### Selected excerpt
>>>>>

Integrated pest management, commonly abbreviated as IPM, has truly become the foundation for today’s approach to insect pest management. Our goal is that when you see or hear IPM after reading this blog, you see an area of livestock production that you can approach with confidence.
What is IPM?
The concept of IPM was developed by evaluating several ecological factors that affect insect pressure. Basically, it’s an insect management system that not only anticipates a rise in insect numbers, but also prevents them from reaching numbers that would cause damage to livestock.
IPM programs take away the ‘spray and pray’ mentality by identifying when control tactics are really needed and helping you determine which control tactics to deploy. These tactics include basic approaches like sanitation, environmental changes, and natural enemies to reduce a pest population.
An IPM program can be explained as the deployment of all available resources to fight an insect infestation, your toolbox for pest control. The best part is that it will save you money.
Important Factors in a Profitable IPM Program
Hopefully you have been convinced that IPM is worth more discovery, especially after we talked about saving money, so let’s break down the important components of an IPM program.
Monitoring
We like to point out monitoring early in the pest control conversation because it is something that cannot be skipped. How do you know that your methods are working unless you are continuously monitoring the pest population? That would be like smoking a brisket all day without ever checking the temperature of the pit. Putting a number to the pest population helps you determine when control needs to start and when it can take a break.

<<<<<

### Region pointing data
>>>>>

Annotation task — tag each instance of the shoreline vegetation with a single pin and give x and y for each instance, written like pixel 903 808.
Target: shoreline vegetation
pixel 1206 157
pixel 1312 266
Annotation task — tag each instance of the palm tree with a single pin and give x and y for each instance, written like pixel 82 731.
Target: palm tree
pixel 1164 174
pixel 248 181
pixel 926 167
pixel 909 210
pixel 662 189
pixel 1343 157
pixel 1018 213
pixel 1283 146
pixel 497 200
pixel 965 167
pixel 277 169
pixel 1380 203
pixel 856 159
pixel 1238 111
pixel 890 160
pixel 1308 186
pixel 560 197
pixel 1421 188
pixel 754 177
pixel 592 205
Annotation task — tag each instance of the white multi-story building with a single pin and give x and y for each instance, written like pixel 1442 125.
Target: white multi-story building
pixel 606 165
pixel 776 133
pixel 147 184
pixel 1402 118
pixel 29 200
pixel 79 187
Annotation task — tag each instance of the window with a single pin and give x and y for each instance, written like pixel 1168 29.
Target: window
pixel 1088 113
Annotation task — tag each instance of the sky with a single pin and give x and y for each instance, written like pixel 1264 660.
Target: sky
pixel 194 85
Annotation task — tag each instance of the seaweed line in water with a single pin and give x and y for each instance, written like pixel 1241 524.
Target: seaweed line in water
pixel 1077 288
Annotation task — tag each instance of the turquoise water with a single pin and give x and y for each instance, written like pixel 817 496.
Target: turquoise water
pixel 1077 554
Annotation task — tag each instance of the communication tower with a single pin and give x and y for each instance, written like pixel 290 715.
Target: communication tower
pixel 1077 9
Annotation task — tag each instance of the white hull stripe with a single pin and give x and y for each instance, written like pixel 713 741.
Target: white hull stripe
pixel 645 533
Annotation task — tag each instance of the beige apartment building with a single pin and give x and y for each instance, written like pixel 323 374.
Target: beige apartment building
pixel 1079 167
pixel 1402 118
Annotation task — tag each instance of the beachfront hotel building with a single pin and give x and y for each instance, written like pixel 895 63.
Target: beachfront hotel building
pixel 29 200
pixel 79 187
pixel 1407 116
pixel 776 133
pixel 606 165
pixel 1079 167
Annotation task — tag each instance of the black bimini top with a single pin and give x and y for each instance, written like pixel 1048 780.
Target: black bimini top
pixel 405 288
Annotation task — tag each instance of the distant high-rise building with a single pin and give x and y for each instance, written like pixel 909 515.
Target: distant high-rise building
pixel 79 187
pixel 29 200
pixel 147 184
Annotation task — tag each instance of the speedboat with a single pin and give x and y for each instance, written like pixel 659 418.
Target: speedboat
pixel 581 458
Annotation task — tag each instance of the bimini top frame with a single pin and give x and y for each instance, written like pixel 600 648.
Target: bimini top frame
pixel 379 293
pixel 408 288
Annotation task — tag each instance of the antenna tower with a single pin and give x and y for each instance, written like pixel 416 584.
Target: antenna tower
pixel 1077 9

<<<<<

### Directions
Write out the passage of the pest management text starting at "IPM programs take" and ending at "an IPM program.".

### Response to this task
IPM programs take away the ‘spray and pray’ mentality by identifying when control tactics are really needed and helping you determine which control tactics to deploy. These tactics include basic approaches like sanitation, environmental changes, and natural enemies to reduce a pest population.
An IPM program can be explained as the deployment of all available resources to fight an insect infestation, your toolbox for pest control. The best part is that it will save you money.
Important Factors in a Profitable IPM Program
Hopefully you have been convinced that IPM is worth more discovery, especially after we talked about saving money, so let’s break down the important components of an IPM program.